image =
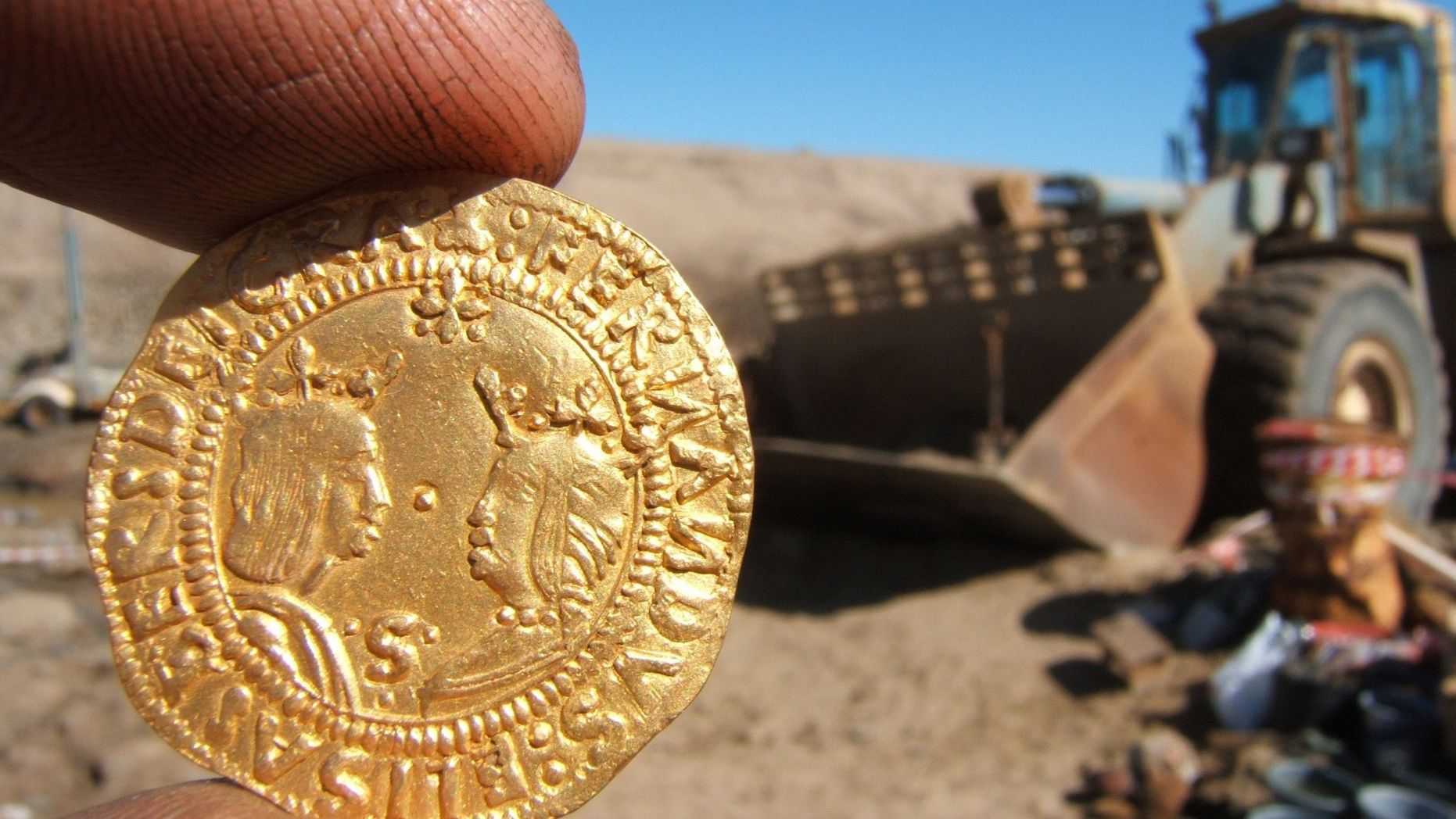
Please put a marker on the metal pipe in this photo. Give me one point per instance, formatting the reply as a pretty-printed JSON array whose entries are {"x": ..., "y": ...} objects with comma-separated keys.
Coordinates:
[{"x": 81, "y": 367}]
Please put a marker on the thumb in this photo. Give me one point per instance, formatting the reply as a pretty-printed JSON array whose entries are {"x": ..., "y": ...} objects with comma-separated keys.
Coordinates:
[{"x": 188, "y": 120}]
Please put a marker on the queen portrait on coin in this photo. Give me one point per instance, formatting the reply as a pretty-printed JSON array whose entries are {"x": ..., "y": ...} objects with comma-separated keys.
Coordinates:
[{"x": 307, "y": 496}]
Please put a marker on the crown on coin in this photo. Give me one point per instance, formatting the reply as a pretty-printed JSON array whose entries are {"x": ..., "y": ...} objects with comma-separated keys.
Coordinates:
[{"x": 307, "y": 378}]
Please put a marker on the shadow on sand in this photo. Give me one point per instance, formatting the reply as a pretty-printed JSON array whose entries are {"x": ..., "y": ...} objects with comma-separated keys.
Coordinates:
[{"x": 823, "y": 557}]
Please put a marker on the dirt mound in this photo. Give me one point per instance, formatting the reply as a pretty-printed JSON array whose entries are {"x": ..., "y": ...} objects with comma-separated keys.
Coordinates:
[{"x": 721, "y": 214}]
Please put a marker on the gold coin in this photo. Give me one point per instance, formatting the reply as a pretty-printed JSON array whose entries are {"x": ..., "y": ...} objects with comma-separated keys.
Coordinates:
[{"x": 422, "y": 499}]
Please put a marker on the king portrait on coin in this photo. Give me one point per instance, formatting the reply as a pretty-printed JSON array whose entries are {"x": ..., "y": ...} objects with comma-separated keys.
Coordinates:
[{"x": 422, "y": 499}]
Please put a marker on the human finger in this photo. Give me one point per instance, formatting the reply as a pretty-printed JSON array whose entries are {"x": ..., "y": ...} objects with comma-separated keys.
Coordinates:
[
  {"x": 204, "y": 799},
  {"x": 188, "y": 120}
]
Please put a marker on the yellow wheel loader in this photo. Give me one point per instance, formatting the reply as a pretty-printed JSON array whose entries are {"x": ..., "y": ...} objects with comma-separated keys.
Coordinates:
[{"x": 1089, "y": 359}]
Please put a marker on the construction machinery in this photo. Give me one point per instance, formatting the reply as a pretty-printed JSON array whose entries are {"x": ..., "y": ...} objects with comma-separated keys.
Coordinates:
[{"x": 1094, "y": 354}]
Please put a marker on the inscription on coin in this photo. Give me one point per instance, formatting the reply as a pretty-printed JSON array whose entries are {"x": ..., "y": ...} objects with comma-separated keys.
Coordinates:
[{"x": 422, "y": 502}]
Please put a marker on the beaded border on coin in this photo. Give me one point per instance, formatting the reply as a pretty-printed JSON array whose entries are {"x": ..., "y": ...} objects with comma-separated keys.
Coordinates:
[{"x": 217, "y": 699}]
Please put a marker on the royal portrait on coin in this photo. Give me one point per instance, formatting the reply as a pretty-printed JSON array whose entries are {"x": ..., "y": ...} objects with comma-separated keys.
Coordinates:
[{"x": 422, "y": 499}]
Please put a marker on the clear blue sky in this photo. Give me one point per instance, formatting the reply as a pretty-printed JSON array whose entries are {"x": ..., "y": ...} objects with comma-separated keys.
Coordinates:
[{"x": 1050, "y": 84}]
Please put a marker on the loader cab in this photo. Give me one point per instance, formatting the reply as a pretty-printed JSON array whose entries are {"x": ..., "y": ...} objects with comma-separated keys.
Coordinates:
[{"x": 1350, "y": 84}]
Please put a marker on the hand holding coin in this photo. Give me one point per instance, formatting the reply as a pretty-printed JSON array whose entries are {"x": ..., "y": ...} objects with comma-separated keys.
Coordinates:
[{"x": 187, "y": 121}]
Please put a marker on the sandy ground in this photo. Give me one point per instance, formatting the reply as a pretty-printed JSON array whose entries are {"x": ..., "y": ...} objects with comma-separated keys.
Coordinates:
[{"x": 868, "y": 672}]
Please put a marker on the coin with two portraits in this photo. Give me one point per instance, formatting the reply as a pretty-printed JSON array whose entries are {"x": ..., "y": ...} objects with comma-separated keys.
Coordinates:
[{"x": 422, "y": 499}]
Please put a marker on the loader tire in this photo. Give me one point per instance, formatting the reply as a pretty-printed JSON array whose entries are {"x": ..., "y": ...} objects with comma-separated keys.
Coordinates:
[{"x": 1321, "y": 338}]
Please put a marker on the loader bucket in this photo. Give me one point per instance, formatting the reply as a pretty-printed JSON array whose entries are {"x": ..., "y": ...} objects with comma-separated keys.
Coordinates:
[{"x": 1047, "y": 380}]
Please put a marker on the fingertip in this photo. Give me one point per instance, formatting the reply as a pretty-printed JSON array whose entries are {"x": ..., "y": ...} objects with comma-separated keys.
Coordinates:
[{"x": 203, "y": 799}]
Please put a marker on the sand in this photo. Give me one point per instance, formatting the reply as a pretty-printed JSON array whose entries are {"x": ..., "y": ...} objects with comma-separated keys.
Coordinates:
[{"x": 868, "y": 671}]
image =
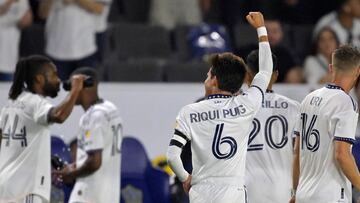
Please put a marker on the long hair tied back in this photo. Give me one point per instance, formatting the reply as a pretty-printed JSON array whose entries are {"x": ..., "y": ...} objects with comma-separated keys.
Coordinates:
[{"x": 25, "y": 72}]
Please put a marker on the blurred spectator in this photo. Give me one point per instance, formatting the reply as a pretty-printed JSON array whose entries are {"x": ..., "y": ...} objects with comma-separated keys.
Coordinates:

Goal →
Lay out every line of the listing above as a JSON list of strings, one string per line, with blank lines and the pictures left out.

Finished answer →
[
  "image =",
  "Please put a marker on the metal pipe in this photo. Give me one point per instance, formatting the reply as a pretty-printed JSON array whose entries are {\"x\": ..., \"y\": ...} objects with comma-separated keys.",
  "Coordinates:",
  "[{\"x\": 81, \"y\": 367}]",
  "Please put a marker on the thumb in this photo. Give me one point per instance, formatting the reply as a pretty-printed JSON array whose entries are {\"x\": ..., \"y\": ...} objects with comma-separated keys.",
  "Coordinates:",
  "[{\"x\": 188, \"y\": 120}]",
  "Please put a marker on the queen portrait on coin in this photo. Give me one point per instance, formatting the reply as a pretty-printed JSON array whose entries are {\"x\": ..., \"y\": ...} objects with comma-separated keys.",
  "Coordinates:",
  "[{\"x\": 307, \"y\": 496}]",
  "Please put a marker on the crown on coin in this photo. Give me one point per instance, formatting the reply as a pretty-printed JSON array whose entries are {\"x\": ..., \"y\": ...} objects with comma-separated keys.",
  "Coordinates:",
  "[{\"x\": 307, \"y\": 378}]",
  "Please put a marker on the shadow on sand in this photo. Give me one point per instance, formatting the reply as a pretty-printed JSON array whose entries are {\"x\": ..., \"y\": ...} objects with comma-separated keys.",
  "Coordinates:",
  "[{\"x\": 823, \"y\": 557}]",
  "Please put a marker on the dirt mound in this photo. Give me one point per instance, formatting the reply as a pretty-printed JSON array whose entries are {\"x\": ..., \"y\": ...} objects with comma-separated keys.",
  "Coordinates:",
  "[{\"x\": 721, \"y\": 214}]",
  "Please put a marker on the gold coin in this photo. Give me one point per instance, formatting the reply as a pretty-printed JSON array whose entries are {\"x\": ..., \"y\": ...} objects with comma-separated keys.",
  "Coordinates:",
  "[{\"x\": 422, \"y\": 499}]",
  "Please put a marker on the king portrait on coin in this photo. Give me one point per instance, formatting the reply as a pretty-printed JSON array whose entries are {\"x\": ..., \"y\": ...} objects with comma-separated keys.",
  "Coordinates:",
  "[{\"x\": 422, \"y\": 499}]",
  "Please put a marker on the human finger in this photo. Give me one point per instance, formatting the reply as a pretty-printed JSON array whose entries are {\"x\": ..., \"y\": ...} objects with comma-separated keys.",
  "Coordinates:",
  "[",
  "  {\"x\": 204, \"y\": 799},",
  "  {\"x\": 188, \"y\": 120}",
  "]",
  "Please put a marker on the yellow wheel loader in this photo. Give me one point per instance, formatting the reply as a pretty-printed JSON array whose entries are {\"x\": ..., \"y\": ...} objects with comma-separated keys.",
  "Coordinates:",
  "[{\"x\": 1089, \"y\": 359}]",
  "Please put a marker on the construction machinery in this photo. Give me one point per instance, formatting the reply as a pretty-printed JSON array whose entries are {\"x\": ..., \"y\": ...} objects with comma-separated keys.",
  "Coordinates:",
  "[{\"x\": 1094, \"y\": 354}]",
  "Please put a marker on the inscription on coin in this photo. Give me one point per instance, formatting the reply as a pretty-printed JSON array whose entries are {\"x\": ..., \"y\": ...} objects with comma-separated keys.",
  "Coordinates:",
  "[{\"x\": 422, \"y\": 502}]",
  "Please put a marker on the beaded border on coin in this photo. Give me one point per instance, formatting the reply as a pretty-printed JSON array whose entries are {\"x\": ..., \"y\": ...} objects with comma-separated keys.",
  "Coordinates:",
  "[{\"x\": 217, \"y\": 699}]",
  "Please put a marker on the royal portrait on coin in this photo. Give me one point per instance, formatting the reply as a pretty-printed JSON array whose entries are {\"x\": ..., \"y\": ...} objects with comma-separated keys.",
  "Coordinates:",
  "[{\"x\": 422, \"y\": 499}]",
  "Please put a marker on the clear blue sky in this photo. Give me one point per instance, formatting the reply as a pretty-printed JSON array whose entries are {\"x\": ..., \"y\": ...} objects with comma-separated keys.",
  "Coordinates:",
  "[{\"x\": 1050, \"y\": 84}]",
  "Please put a marker on the loader cab in this photo. Give me one point per instance, formatting the reply as a pretty-printed JSON array whose entries are {\"x\": ..., \"y\": ...} objects with comma-separated keys.",
  "Coordinates:",
  "[{\"x\": 1350, \"y\": 84}]",
  "Please put a marker on the hand holding coin in this photo. Give me one point per instance, formatting the reply as a pretty-printed JSON array whose entries are {\"x\": ..., \"y\": ...} objects with comma-separated keys.",
  "Coordinates:",
  "[{\"x\": 187, \"y\": 121}]",
  "Please put a marker on the sandy ground in this photo. Give me one point per instance, formatting the reply as a pretty-printed JSON array whose entries are {\"x\": ..., \"y\": ...} objects with comma-separated keys.",
  "Coordinates:",
  "[{\"x\": 868, \"y\": 672}]",
  "Please put a marker on the coin with two portraits in this photo. Give me one point per instance, formatting the reply as a pretty-printed JSON array whose entries are {\"x\": ..., \"y\": ...} objects with comma-separated keys.",
  "Coordinates:",
  "[{\"x\": 422, \"y\": 499}]",
  "Please put a marker on the loader tire in this photo. Give me one point per instance, formatting the reply as a pretty-printed JSON array whose entries are {\"x\": ..., \"y\": ...} objects with comma-separated keys.",
  "Coordinates:",
  "[{\"x\": 1321, \"y\": 338}]",
  "Please put a marker on the loader bucket in this photo. Give me one point per instance, formatting the reply as a pretty-printed JSON array whose entries are {\"x\": ..., \"y\": ...} objects with comma-separated keys.",
  "Coordinates:",
  "[{\"x\": 1047, \"y\": 380}]",
  "Please put a marker on the fingertip in this photo. Give me one point per instance, formatting the reply as a pretty-printed JSON array whose entries are {\"x\": ..., \"y\": ...} objects with comma-separated keys.",
  "Coordinates:",
  "[{\"x\": 203, \"y\": 799}]",
  "Please put a marker on the sand in this photo. Give me one point per instance, formatting the reply as a pretty-printed JSON array whose entries are {\"x\": ..., \"y\": ...} objects with comma-separated keys.",
  "Coordinates:",
  "[{\"x\": 868, \"y\": 671}]",
  "image =",
  "Please put a marker on the long hair tied back in this photo. Give me one point per instance, formatting the reply as a pretty-printed JSON array whose entries are {\"x\": ..., \"y\": ...} objects with comma-separated keys.",
  "Coordinates:",
  "[{\"x\": 25, \"y\": 72}]",
  "Please put a marker on the blurred spectator in this photo. Give me one point per instance, formatting the reply as a pretty-printed JSON array whose entries are {\"x\": ..., \"y\": ...} objects with comma-separated keys.",
  "Coordinates:"
]